▶ [THE REQUEST]: Collect and copy every line in the rows below that contains the string "person".

** start STORED RECORDS **

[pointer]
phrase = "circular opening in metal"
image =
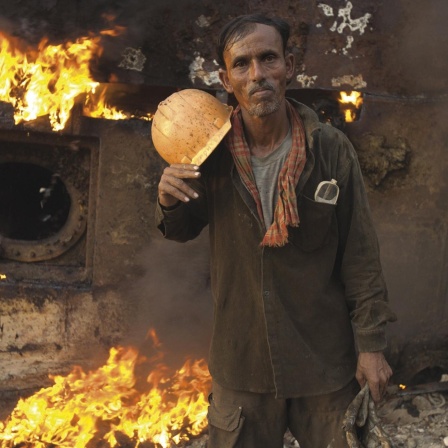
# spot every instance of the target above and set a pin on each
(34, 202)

** end STORED RECORDS **
** start STORED RECORDS **

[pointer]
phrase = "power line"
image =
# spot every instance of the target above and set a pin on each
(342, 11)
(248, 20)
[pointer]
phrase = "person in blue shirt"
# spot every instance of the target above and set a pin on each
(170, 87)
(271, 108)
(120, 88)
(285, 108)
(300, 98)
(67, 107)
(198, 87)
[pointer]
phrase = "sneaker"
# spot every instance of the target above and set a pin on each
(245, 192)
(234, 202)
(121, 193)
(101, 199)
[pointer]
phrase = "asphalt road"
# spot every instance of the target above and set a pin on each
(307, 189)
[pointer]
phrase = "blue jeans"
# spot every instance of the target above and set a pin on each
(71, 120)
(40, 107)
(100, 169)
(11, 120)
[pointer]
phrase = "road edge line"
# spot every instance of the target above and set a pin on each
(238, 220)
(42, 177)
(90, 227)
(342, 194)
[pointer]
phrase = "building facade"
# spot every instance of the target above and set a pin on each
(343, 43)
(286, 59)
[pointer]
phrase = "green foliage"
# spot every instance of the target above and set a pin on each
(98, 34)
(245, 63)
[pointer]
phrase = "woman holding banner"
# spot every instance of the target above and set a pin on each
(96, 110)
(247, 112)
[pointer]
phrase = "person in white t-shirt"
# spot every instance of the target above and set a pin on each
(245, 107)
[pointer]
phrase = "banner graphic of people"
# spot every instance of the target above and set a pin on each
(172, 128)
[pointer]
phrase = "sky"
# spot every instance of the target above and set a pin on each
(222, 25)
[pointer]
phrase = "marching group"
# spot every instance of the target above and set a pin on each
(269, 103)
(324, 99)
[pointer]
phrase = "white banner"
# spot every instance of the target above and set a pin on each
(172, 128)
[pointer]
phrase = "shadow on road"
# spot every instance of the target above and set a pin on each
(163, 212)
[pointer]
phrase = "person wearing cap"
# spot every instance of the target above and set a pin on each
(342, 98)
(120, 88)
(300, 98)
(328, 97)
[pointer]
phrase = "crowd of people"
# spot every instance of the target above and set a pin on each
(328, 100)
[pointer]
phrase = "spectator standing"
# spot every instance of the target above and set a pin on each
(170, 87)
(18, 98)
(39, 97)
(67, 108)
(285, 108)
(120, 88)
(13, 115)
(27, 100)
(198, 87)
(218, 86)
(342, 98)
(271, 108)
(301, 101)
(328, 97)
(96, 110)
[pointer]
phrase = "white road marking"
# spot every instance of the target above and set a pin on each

** end STORED RECORDS **

▶ [THE RESPONSE]:
phrase = "person in blue shirt"
phrase = "person in white t-shirt"
phrase = "person wearing cap"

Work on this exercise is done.